WHAT IS REQUIRED:
Once a line is found to contain "below", copy it out of the listing.

RECORDS SHOWN:
◆ ◆ ◆
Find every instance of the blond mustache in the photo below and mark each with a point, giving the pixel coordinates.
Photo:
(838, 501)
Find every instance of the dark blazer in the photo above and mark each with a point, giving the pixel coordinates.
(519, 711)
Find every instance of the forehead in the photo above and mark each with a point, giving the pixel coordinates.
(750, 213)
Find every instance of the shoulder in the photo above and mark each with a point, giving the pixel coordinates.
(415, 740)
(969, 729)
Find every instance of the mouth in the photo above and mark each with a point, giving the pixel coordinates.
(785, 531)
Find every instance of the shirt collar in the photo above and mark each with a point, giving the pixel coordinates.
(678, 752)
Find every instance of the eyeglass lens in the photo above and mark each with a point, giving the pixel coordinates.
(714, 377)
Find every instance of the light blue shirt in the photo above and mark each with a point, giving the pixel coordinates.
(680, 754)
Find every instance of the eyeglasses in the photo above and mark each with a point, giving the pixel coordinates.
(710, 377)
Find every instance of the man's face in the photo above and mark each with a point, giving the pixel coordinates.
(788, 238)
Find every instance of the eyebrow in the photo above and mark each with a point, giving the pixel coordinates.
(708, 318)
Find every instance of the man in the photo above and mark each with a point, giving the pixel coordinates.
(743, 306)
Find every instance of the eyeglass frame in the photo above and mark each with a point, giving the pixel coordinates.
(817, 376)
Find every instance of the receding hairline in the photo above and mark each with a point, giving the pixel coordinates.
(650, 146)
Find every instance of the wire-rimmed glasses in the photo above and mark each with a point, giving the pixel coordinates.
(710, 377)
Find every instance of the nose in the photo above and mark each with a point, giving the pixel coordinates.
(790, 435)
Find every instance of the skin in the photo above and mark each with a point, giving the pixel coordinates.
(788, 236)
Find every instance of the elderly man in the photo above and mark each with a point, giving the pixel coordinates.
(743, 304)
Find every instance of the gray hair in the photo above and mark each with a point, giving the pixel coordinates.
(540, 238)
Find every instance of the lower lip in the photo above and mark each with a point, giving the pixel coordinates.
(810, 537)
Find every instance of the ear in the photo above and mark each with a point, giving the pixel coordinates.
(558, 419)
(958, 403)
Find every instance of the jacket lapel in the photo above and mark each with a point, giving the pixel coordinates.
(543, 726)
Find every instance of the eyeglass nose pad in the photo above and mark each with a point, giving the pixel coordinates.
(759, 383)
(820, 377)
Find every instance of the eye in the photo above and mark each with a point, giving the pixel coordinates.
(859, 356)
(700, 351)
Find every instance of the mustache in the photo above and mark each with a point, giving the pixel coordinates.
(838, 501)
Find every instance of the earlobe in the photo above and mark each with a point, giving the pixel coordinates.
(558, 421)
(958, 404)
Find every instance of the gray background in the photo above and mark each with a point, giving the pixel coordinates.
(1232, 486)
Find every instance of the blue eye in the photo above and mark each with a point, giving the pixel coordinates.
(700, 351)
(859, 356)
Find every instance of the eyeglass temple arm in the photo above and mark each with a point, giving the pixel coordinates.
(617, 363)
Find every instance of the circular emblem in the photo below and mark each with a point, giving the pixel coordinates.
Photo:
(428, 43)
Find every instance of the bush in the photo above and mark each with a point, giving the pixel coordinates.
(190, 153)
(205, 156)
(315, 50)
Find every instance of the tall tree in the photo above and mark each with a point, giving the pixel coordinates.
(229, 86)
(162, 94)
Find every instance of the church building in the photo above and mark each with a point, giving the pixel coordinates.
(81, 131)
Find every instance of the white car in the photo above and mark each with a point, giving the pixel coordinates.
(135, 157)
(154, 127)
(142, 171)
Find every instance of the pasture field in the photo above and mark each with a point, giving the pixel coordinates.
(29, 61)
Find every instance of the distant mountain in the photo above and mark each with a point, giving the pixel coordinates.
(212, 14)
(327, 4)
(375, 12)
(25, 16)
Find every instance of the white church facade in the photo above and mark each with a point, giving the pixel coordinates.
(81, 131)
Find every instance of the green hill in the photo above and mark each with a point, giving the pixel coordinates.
◆ ◆ ◆
PROBLEM SOLUTION:
Find every instance of the blond mustache in the photo below and mark each with a point, giving the pixel coordinates.
Find every instance of the circular emblem in the photo below and mark each with a point, giving the pixel coordinates.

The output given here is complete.